▸ **Extracted information**:

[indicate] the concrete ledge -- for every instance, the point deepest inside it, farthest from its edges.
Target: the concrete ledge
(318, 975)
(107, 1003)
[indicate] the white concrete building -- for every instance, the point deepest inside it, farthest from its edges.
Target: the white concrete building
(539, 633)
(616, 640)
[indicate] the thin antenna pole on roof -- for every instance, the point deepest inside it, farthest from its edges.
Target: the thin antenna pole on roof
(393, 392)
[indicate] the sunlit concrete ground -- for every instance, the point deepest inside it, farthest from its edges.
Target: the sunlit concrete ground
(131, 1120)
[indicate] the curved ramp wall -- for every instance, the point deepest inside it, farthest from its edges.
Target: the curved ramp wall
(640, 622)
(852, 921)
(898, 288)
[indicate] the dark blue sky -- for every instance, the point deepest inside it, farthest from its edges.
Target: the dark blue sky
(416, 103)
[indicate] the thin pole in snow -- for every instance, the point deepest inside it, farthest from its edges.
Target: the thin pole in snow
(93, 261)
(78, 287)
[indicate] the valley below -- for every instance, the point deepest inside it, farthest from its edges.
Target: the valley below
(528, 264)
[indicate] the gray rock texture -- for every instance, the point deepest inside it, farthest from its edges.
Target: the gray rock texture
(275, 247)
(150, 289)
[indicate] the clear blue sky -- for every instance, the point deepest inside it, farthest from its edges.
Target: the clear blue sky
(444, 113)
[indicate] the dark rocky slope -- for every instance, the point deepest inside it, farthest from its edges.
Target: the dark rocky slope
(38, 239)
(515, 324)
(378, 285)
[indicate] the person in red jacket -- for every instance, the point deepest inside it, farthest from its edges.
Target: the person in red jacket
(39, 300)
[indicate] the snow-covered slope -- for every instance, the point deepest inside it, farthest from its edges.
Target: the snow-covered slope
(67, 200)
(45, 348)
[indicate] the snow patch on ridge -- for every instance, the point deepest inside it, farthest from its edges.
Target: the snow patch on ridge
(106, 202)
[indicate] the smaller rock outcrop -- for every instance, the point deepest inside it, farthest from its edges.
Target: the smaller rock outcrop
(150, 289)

▸ **What is needed**: Arrange everything from the line containing "[indicate] the smaller" down to the end of the rows above as a numbered list, skipping any blank lines.

▸ **Result for this task**:
1. [indicate] the smaller rock outcrop -- for every instance, the point deepest inside it, farthest from its edges.
2. Target: the smaller rock outcrop
3. (150, 289)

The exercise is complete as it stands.